[Point-per-instance localization data]
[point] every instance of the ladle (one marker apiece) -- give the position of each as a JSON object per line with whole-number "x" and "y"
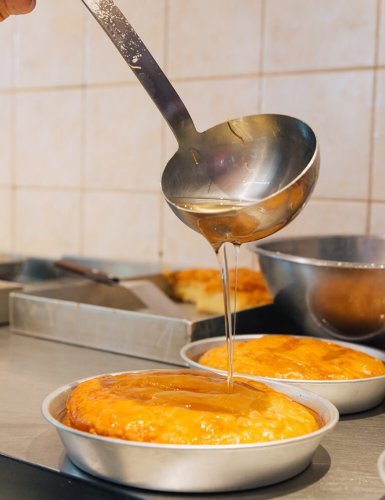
{"x": 266, "y": 165}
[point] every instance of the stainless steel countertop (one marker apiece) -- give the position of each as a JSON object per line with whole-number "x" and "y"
{"x": 344, "y": 466}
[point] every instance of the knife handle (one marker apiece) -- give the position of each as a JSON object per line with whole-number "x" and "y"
{"x": 86, "y": 271}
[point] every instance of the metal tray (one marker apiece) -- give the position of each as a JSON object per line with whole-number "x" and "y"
{"x": 107, "y": 318}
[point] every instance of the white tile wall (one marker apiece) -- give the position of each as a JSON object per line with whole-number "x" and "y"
{"x": 123, "y": 139}
{"x": 378, "y": 179}
{"x": 6, "y": 53}
{"x": 381, "y": 53}
{"x": 328, "y": 217}
{"x": 311, "y": 35}
{"x": 377, "y": 220}
{"x": 50, "y": 45}
{"x": 213, "y": 37}
{"x": 338, "y": 107}
{"x": 5, "y": 138}
{"x": 6, "y": 220}
{"x": 47, "y": 222}
{"x": 83, "y": 147}
{"x": 122, "y": 225}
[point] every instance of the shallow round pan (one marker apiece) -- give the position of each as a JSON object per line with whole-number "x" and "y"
{"x": 191, "y": 468}
{"x": 349, "y": 396}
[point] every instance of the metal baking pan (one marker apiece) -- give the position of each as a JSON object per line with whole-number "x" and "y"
{"x": 191, "y": 468}
{"x": 349, "y": 395}
{"x": 109, "y": 318}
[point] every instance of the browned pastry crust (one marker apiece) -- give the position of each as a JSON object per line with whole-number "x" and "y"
{"x": 203, "y": 287}
{"x": 185, "y": 407}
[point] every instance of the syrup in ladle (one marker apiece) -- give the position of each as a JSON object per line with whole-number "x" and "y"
{"x": 237, "y": 182}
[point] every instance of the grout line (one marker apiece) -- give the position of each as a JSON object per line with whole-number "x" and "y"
{"x": 243, "y": 76}
{"x": 83, "y": 125}
{"x": 262, "y": 49}
{"x": 166, "y": 44}
{"x": 372, "y": 124}
{"x": 13, "y": 123}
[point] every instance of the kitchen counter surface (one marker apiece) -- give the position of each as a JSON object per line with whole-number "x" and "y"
{"x": 33, "y": 464}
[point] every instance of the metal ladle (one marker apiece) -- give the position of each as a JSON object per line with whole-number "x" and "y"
{"x": 268, "y": 159}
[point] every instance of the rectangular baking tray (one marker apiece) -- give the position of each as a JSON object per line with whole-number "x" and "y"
{"x": 103, "y": 317}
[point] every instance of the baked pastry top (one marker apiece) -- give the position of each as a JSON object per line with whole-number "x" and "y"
{"x": 185, "y": 407}
{"x": 286, "y": 357}
{"x": 203, "y": 287}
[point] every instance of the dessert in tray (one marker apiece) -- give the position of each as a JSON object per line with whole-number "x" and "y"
{"x": 203, "y": 287}
{"x": 287, "y": 357}
{"x": 186, "y": 407}
{"x": 350, "y": 375}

→ What you should do: Give again the closing portion of the entries, from the line with "[point] every instance of the grout" through the last line. Keep it exact and add nothing.

→ Result of this exercise:
[point] every instance of the grout line (one marker apiece) -- give the position of each as a JSON object per line with whole-number "x" and "y"
{"x": 243, "y": 76}
{"x": 83, "y": 125}
{"x": 262, "y": 49}
{"x": 166, "y": 44}
{"x": 372, "y": 124}
{"x": 13, "y": 123}
[point] every instance of the kitchen counter surface (one marker apiece) -- give the position of each as a JSON object per line with whole-number "x" and "y"
{"x": 33, "y": 464}
[point] every instance of the metal ladle (one marker apiece) -- give the position of each as a JSON object per line with whole-number "x" and "y"
{"x": 268, "y": 159}
[point] every instance of the rectangular baking tray (one marker apiece) -- give the position of each as a JSON object per line with whole-number "x" and "y"
{"x": 103, "y": 317}
[point] every instance of the baked pastry top (one marker apiece) -- give the position of each as a JSON object per line with whole-number "x" and "y"
{"x": 185, "y": 407}
{"x": 286, "y": 357}
{"x": 203, "y": 287}
[point] every instance of the dessert in tray (one marker apiece) -- give the position of each as a JSON object per line with whole-number "x" and "y"
{"x": 203, "y": 287}
{"x": 287, "y": 357}
{"x": 186, "y": 407}
{"x": 350, "y": 375}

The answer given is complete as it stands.